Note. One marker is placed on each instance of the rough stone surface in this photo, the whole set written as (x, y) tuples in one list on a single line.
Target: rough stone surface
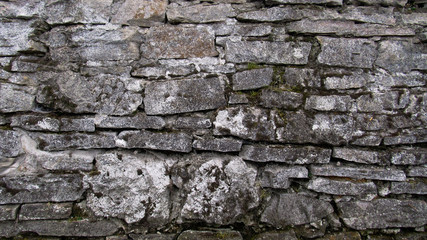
[(383, 213), (294, 209), (252, 79), (184, 96)]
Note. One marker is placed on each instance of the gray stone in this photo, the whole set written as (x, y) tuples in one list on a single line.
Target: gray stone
[(8, 212), (355, 52), (10, 143), (267, 52), (168, 141), (199, 13), (286, 154), (401, 56), (328, 103), (220, 189), (141, 13), (294, 209), (49, 188), (210, 235), (192, 123), (218, 144), (130, 186), (410, 187), (55, 142), (252, 79), (184, 96), (37, 211), (274, 98), (137, 121), (383, 213), (339, 187), (165, 42), (59, 228), (15, 98), (247, 122), (374, 173)]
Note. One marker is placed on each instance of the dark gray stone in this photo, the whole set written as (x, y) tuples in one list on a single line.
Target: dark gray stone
[(383, 213), (286, 154), (184, 96), (49, 188), (173, 141), (375, 173), (272, 98), (38, 211), (267, 52), (252, 79), (346, 52), (294, 209)]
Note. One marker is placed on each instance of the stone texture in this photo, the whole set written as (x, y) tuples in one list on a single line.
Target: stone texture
[(375, 173), (286, 154), (252, 79), (141, 13), (294, 209), (218, 144), (130, 186), (267, 52), (220, 189), (38, 211), (173, 141), (184, 96), (347, 52), (199, 13), (49, 188), (383, 213), (165, 42), (272, 98)]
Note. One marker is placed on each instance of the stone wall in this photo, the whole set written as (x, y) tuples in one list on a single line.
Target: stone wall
[(228, 119)]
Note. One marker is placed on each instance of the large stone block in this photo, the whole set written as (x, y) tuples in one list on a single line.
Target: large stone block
[(178, 42), (267, 52), (383, 213), (184, 96)]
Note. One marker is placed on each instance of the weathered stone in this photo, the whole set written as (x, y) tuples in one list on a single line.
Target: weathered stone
[(337, 187), (199, 13), (328, 103), (49, 188), (383, 213), (375, 173), (177, 142), (10, 143), (247, 122), (286, 154), (401, 56), (37, 211), (220, 189), (55, 142), (131, 187), (184, 96), (178, 42), (410, 187), (8, 212), (347, 52), (138, 121), (267, 52), (252, 79), (218, 144), (272, 98), (141, 13), (294, 209), (15, 98), (59, 228)]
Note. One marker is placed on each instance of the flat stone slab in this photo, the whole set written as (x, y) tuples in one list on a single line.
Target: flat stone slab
[(184, 96)]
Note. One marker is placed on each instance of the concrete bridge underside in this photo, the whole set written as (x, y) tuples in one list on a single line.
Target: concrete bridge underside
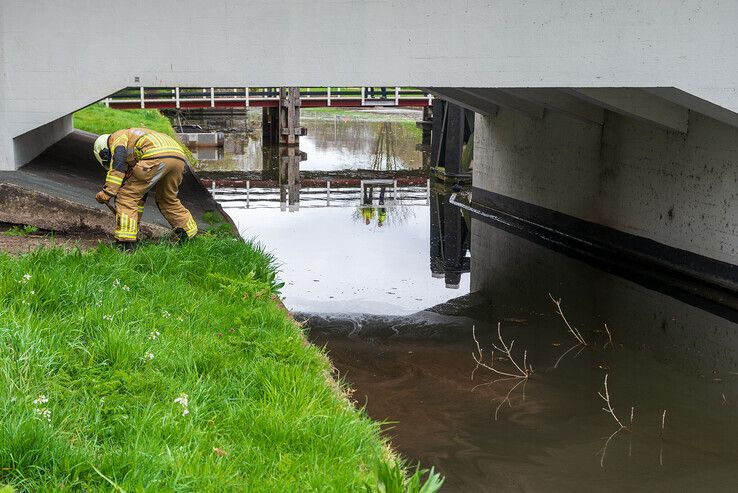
[(608, 117)]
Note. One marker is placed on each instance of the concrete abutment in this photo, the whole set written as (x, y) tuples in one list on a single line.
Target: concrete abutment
[(633, 187)]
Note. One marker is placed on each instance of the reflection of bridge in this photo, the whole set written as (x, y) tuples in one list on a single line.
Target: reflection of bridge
[(308, 193), (265, 97), (625, 136)]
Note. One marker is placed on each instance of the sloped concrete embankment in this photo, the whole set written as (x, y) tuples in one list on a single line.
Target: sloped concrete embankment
[(56, 192)]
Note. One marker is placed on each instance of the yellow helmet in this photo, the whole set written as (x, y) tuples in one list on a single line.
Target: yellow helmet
[(102, 153)]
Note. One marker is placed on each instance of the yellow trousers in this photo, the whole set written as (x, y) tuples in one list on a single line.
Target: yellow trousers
[(165, 175)]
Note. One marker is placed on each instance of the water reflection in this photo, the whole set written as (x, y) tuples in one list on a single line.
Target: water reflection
[(364, 252), (550, 433), (385, 248), (332, 144)]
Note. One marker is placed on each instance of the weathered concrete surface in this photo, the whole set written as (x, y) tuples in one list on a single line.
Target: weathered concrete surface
[(677, 190), (56, 56), (56, 191), (20, 205)]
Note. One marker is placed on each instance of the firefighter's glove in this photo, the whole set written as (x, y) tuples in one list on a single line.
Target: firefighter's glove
[(103, 197)]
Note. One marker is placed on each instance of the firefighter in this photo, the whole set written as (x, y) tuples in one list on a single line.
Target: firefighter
[(137, 160)]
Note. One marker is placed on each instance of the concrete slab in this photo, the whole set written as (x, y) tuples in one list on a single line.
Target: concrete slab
[(67, 175)]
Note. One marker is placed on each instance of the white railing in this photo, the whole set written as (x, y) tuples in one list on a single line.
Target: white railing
[(177, 96)]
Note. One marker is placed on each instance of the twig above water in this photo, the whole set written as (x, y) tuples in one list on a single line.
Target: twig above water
[(609, 337), (574, 331), (521, 371), (609, 409)]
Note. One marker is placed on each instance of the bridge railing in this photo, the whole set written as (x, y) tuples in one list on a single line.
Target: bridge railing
[(203, 97)]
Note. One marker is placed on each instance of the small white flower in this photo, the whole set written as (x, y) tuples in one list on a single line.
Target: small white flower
[(44, 413), (184, 401), (41, 399)]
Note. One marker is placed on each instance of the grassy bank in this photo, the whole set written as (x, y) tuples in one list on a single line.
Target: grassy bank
[(170, 369), (99, 119)]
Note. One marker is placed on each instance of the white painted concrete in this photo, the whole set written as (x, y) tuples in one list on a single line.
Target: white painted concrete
[(56, 57), (32, 143), (679, 190)]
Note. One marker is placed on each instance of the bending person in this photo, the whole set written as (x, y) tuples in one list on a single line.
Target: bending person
[(137, 160)]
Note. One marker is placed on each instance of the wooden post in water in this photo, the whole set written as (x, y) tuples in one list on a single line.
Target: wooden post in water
[(426, 125), (270, 126), (452, 128), (289, 140)]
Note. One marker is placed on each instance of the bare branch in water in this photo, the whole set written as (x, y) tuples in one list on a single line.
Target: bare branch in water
[(521, 372), (606, 397), (663, 422), (577, 345), (571, 328), (609, 337), (521, 381), (603, 450)]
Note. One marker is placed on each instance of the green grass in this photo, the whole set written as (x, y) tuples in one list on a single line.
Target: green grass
[(113, 340), (99, 119)]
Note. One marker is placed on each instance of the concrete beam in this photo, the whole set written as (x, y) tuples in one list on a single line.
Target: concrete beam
[(560, 102), (465, 100), (694, 103), (637, 104), (502, 98)]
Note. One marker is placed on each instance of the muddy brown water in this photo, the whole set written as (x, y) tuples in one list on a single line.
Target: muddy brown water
[(368, 296), (485, 432)]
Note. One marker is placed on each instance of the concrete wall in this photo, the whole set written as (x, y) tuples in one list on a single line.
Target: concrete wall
[(522, 274), (32, 143), (60, 56), (680, 190)]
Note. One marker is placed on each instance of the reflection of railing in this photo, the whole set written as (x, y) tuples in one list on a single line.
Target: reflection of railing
[(239, 97), (325, 194)]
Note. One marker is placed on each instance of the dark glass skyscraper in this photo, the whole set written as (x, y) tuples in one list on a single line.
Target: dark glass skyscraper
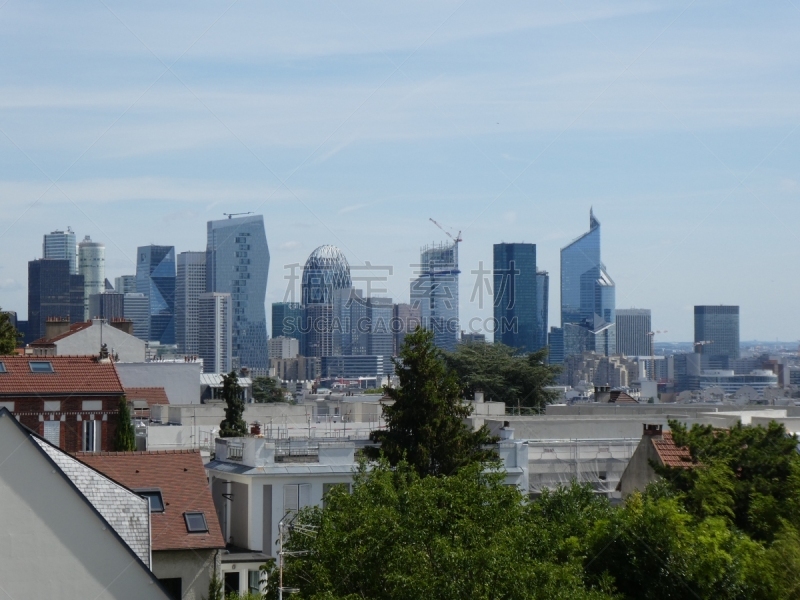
[(588, 292), (155, 277), (716, 334), (52, 292), (237, 263), (516, 311)]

--------------------------------------------------

Exercise prompt »
Each entry above is to be written out again unchanged, apart from the pictures, which are left out.

Output below »
Note. One marker is placed on each instance of the rough stone surface in this photo, the whole set written as (x, y) tuples in one list on a single line.
Target: rough stone surface
[(383, 213), (294, 209), (252, 79), (184, 96)]
Note. One marker is placed on each instance of the gray stone in this photo, the whole set written as (x, y) tuples in one list on a single line.
Target: gray stone
[(8, 212), (355, 52), (10, 143), (267, 52), (168, 141), (199, 13), (286, 154), (401, 56), (328, 103), (220, 189), (141, 13), (294, 209), (49, 188), (210, 235), (192, 123), (218, 144), (130, 186), (410, 187), (55, 142), (252, 79), (184, 96), (37, 211), (274, 98), (137, 121), (383, 213), (339, 187), (165, 42), (59, 228), (15, 98), (247, 122), (374, 173)]
Note. One marker is placed on each instance of the dark gray stone in this photo, the whole set written as (x, y) tuples in one list on a single line.
Target: dark gray stone
[(383, 213), (286, 154), (184, 96), (49, 188), (173, 141), (375, 173), (272, 98), (38, 211), (267, 52), (252, 79), (346, 52), (294, 209)]
Note. One marker is placed on each instance of the stone texture in this photo, the whole set written as (x, y) tuples in one list on a single line.
Target: stone texture
[(375, 173), (286, 154), (252, 79), (141, 13), (294, 209), (218, 144), (130, 186), (267, 52), (220, 189), (38, 211), (173, 141), (184, 96), (347, 52), (199, 13), (49, 188), (383, 213), (165, 42), (272, 98)]
Note. One marker is placed on each instance of the stone wall in this photo, the whole set written as (x, y) tuples in one list on a single line.
Target: stone wall
[(228, 119)]
Note. One marker is placed on each instance of the large stone block in this photo, the whole set written as (x, y) tuples in one list on a single line.
Target: large stone block
[(178, 42), (267, 52), (383, 213), (184, 96)]
Note. One marker is placed on each instance of the weathered stone in this photo, the whole set written as (x, y) tuples in one list on a single line.
Target: weathered stone
[(337, 187), (199, 13), (328, 103), (49, 188), (383, 213), (375, 173), (177, 142), (10, 143), (247, 122), (286, 154), (401, 56), (37, 211), (220, 189), (55, 142), (131, 187), (184, 96), (178, 42), (410, 187), (8, 212), (347, 52), (138, 121), (267, 52), (252, 79), (218, 144), (272, 98), (141, 13), (294, 209), (15, 98), (59, 228)]
Note. One marker is placed on each instance of the flat stone slab in this photo, the whole set written as (x, y) tuples in one list on a single line.
Target: flat stone slab
[(184, 96)]
Note. One marker is placed on each instance of the concrete bridge underside in this photo, the whole set written as (x, y) tuples in one list on a single line.
Target: concrete bridge underside
[(608, 117)]
Note. One marker is placed on each instance of the concrete abutment in this photo, the whole set written as (x, y) tuples in one list on a single line.
Target: concrete abutment
[(633, 187)]
Note. One marker is placed on each instance of the reflection of bridge in this photo, the whole set written as (x, y) tuples in one list on a single line.
Target: reflection of bridge
[(308, 193), (265, 97), (625, 136)]
Note. One marker is placed on each instance of the sloped concrete embankment in this photo, the whole set written as (x, y) tuples in one list on a single line.
Target: sloped concrete embankment
[(56, 192)]
Note. One marker is placed on each instance of the yellow helmet in this photo, the whole set written as (x, y) tuples in one list on a single line.
Target: yellow helmet
[(102, 153)]
Note. One marker is placed on each instance of the yellow trousers in this photo, the whole set written as (x, y) tuples in one list on a single line.
Target: yellow trousers
[(165, 175)]
Note. One marker is placed on each instance of the water reflection in this photo, the whole set written as (x, y) tuples in one list on a single line.
Target: water reflection
[(364, 252), (550, 433), (385, 248), (332, 144)]
Note. One marker is placed on each instance of the weathered concrete surface in this photo, the whole set written as (x, y) tuples in one list on a single line.
Target: weathered concrete surface
[(677, 190), (56, 56), (56, 191), (20, 205)]
Note. One marker is placed on each instance of the firefighter's glove in this photo, the whole set written as (x, y) tuples in one list on a single line.
Target: firefighter's glove
[(103, 197)]
Note. One marker is placed on each instance of the firefighter in this photo, the whole set written as (x, y) tuples in one list on a single line.
Target: firefighter
[(137, 160)]
Note. One marker is placed on each instance of the concrete slab in this photo, the whole set written as (x, y) tuples in one list on a single line.
Target: concrete slab
[(67, 175)]
Note. One marker is placed on each instance of the white railing in this photo, the whole set written as (x, y) tuples in one list on a single line.
Target: white railing
[(177, 96)]
Note. One marker is placed on each instance of the twig above water in this photo, the whole set written as (x, y) tuples in one list on a single line.
Target: twig above water
[(609, 337), (574, 331), (521, 371), (609, 409)]
Note. One marker is placed on each instance of the bridge railing in this photo, the whole set written as (x, y) tuples in one list on a single line.
Target: bridge railing
[(203, 97)]
Note. One marker is placed on each instance of the small white flower in this photo, the whole set written as (x, y) tuples in one list on a single line.
Target: small white flower
[(44, 413), (184, 401), (41, 399)]
Note. One marker is placed on each instance of the grassy bank in this photo, the whole set written as (x, y) tuples in one list on a single line.
Target: grassy bank
[(170, 369), (99, 119)]
Note. One marker is placed on each instance of the white painted concrete in this photo, the whole set written as (x, y) tuples in one list on a single line.
Target: white painted concrete
[(56, 57), (32, 143), (679, 190)]
Note. One marker is placed on each instance of the bending person in this photo, the whole set written as (x, y) tuples in one list on a single line.
Target: bending person
[(137, 160)]
Note. One marker is placed on each instance of the wooden post in water in this photo, the whole set written as (x, y) tuples in one list on a single line.
Target: wooden post in water
[(426, 125), (270, 126), (452, 128), (289, 140)]
Note. One marker is placed on each instance of the bare branch in water in this photo, the whole set written as (x, y) tuples in one list on a single line.
Target: bare branch in water
[(521, 372), (606, 397), (663, 422), (577, 345), (571, 328), (609, 337), (521, 381), (603, 450)]
Note. One marker is placed on each instance of the green grass in this photo, the whole set written as (x, y) tuples in one list on a single line.
Target: green grass
[(113, 340), (99, 119)]
Note. One marker is placed on each instance of the concrete beam in this photo, the whole set written as (x, y) tuples in one list on a single line.
Target: concrete beam
[(560, 102), (465, 100), (694, 103), (637, 104), (502, 98)]
Note. One marker is placed on each instance of the muddy brown water in this photo, the whole set written as (x, y) tuples in one list on a single line.
Target: muddy brown water
[(368, 296), (485, 432)]
Note. One marker is placed on each instance of the concrete wall in this photo, the whole set written as (x, y) tuples in one list on a single line.
Target: concrete wall
[(522, 274), (32, 143), (60, 56), (680, 190)]
Note. One marker is placed on each instance of the reflection of railing in this photo, the whole set written as (x, y) tuples in one list on a single line.
Target: reflection of railing
[(239, 97), (325, 194)]
Note. One marker is placed on each instance of the dark glass skyscraper in this photo, the whole set written as (x, y) tuples in one list on a single line.
Target: dark glass skyscraper
[(588, 292), (155, 277), (716, 334), (52, 292), (237, 263), (516, 311)]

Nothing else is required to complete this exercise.